**SELECTED PASSAGE**
┄┄┄┄┄┄┄┄┄┄

Television is really embracing its dark side or, in the case of United States Of Tara, its many different dark sides. This new TV3 show is the latest incarnation in the freak-out-of-water genre. Used to be you plopped an alien or a magical creature into the middle of suburban middle-class America, like that Orkan from Mork & Mindy or that nose-twitcher in Bewitched, and watched them struggle with PTA meetings and suburban cul-de-sacs. But the updated formula replaces the alien with someone with a freakish abnormality.
The New York Times says these kinds of series "mix the comedy of the protagonist's battle to blend in with the quasi-tragic struggle to protect and preserve his or her true identity. Or, as is the case with Tara, identities." The United States Of Tara has a new dysfunction to add to the already chronicled middle-class criminals, Vicodin-addicts, polygamists, gypsies and serial killers. This time it features a lead character with dissociative personality disorder.
Toni Collette plays Tara Gregson, a suburban wife and mother who periodically adopts different personas, including T, a rowdy sex-crazed teenage girl; Buck, a beer-swilling redneck, and Alice, a cake-baking housewife. No surprise she won an Emmy for this role, given multiple-personality characters are catnip to actresses - think Sally Field in Sybil - but I'm not sure Collette deserved it. She's a fine actress, capable of reflecting nuances of emotion, so it's disappointing that for all its contrived quirkiness that suggests subtlety is at work, United States Of Tara is downright hammy. Is this the beginning of the end for the dark comedy genre? If television's post-American Beauty nausea with middle America has not yet jumped the shark, I sense it is swimming around with an ominous cello soundtrack. Tara is apparently meant to be depicted as a lovable woman who is struggling with a disabling condition, but why did the series' creator Diablo Cody have to make her alter-egos such moronic caricatures? In this Tuesday's first episode, the show makes it clear Tara only recently stopped taking medication because the drugs were suppressing her artistic inspiration and sex drive. She figures that by letting her repressed selves free, she may also finally get to the root of the childhood trauma that caused her personality to split and multiply. I hope this plot development turns out to be suspenseful, because a whole series of Tara's ghastly alter egos embarrassing her children will be excruciating, even with the redeeming features of the supporting cast.

┄┄┄┄┄┄┄┄┄┄

**DATA EXTRACTS**
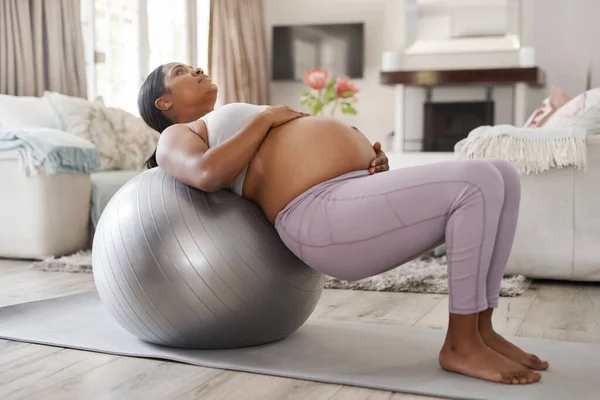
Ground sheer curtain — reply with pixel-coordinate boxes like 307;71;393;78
0;0;87;97
208;0;269;104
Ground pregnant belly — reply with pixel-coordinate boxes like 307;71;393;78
244;117;375;223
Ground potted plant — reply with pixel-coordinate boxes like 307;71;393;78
301;68;358;116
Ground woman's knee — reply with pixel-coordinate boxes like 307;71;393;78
460;160;505;204
484;158;521;202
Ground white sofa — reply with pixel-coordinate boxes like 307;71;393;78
0;156;91;259
388;135;600;282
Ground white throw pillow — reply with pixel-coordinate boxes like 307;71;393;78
44;92;121;171
106;107;159;171
544;88;600;129
0;94;59;130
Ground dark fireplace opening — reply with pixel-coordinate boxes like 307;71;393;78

┄┄┄┄┄┄┄┄┄┄

**TASK SET**
[A] Answer these questions from the review of United States Of Tara:
(i) On which network does the show air?
(ii) What disorder does the lead character have?
(iii) Who created the series?
[B] Copy the review of United States Of Tara starting at "The New York" and ending at "dissociative personality disorder.", replacing "polygamists" with "bigamists".
[C] Continue the review of United States Of Tara from its final sentence.
These rows have no connection to the review of United States Of Tara.

**OUTPUTS IN ORDER**
[A]
(i) TV3
(ii) Dissociative personality disorder
(iii) Diablo Cody

[B]
The New York Times says these kinds of series "mix the comedy of the protagonist's battle to blend in with the quasi-tragic struggle to protect and preserve his or her true identity. Or, as is the case with Tara, identities." The United States Of Tara has a new dysfunction to add to the already chronicled middle-class criminals, Vicodin-addicts, bigamists, gypsies and serial killers. This time it features a lead character with dissociative personality disorder.

[C]
Tara's husband, Max, (John Corbett from Sex and the City), is superhumanly tolerant of his wife's vagaries, but the couple's two children are the best-drawn characters. Fifteen-year-old Kate (Brie Larson) and 14-year-old Marshall (Keir Gilchrist) are Juno-esque characters - stroppy and rebellious but also vulnerable and kind-hearted. "Why can't mum be manic depressive like all the other mums?" Kate rails. Her sweetness and her gay brother's cupcake baking and passion for Thelonious Monk prove that "dark comedies" are simply tedious unless there is also some light.
* The United States Of Tara debuts on TV3, Tuesday at 9.30pm.